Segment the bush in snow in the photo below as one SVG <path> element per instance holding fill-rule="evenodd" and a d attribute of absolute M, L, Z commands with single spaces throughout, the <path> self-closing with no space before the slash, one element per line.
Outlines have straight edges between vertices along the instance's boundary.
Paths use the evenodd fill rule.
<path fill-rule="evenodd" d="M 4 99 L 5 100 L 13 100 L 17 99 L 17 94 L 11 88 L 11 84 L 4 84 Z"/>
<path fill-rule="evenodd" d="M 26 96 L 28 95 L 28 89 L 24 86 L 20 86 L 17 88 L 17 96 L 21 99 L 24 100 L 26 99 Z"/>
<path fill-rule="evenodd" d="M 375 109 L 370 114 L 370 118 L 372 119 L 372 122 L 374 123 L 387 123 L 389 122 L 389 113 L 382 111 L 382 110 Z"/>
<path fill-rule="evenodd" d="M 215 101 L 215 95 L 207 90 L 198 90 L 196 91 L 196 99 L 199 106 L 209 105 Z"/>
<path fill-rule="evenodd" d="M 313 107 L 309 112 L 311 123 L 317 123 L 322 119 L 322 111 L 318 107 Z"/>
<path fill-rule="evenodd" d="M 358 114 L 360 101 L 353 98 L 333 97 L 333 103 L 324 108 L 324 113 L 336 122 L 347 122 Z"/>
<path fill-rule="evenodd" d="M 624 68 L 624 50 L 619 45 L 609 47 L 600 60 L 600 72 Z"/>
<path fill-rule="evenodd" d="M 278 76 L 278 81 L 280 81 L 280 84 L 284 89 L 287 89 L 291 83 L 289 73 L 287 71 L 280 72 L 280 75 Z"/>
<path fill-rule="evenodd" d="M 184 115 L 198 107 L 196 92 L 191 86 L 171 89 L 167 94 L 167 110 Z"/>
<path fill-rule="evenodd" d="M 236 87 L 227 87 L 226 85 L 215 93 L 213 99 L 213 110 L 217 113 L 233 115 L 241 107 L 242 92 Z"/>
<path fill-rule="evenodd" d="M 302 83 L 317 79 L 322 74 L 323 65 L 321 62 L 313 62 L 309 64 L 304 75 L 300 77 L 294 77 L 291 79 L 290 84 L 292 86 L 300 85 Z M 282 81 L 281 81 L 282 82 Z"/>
------------------------------------
**Required action**: Copy out word for word each line of the listing, from the very first line down to the line containing "Outlines have straight", and stop after that line.

**Solution to this exercise**:
Segment the bush in snow in the photo below as one SVG <path> element per instance holding fill-rule="evenodd" and a d attribute of absolute M, L, Z commands with single spaces throughout, the <path> self-closing with no space before the slash, one element per line.
Outlines have straight edges between vertices along the instance's boundary.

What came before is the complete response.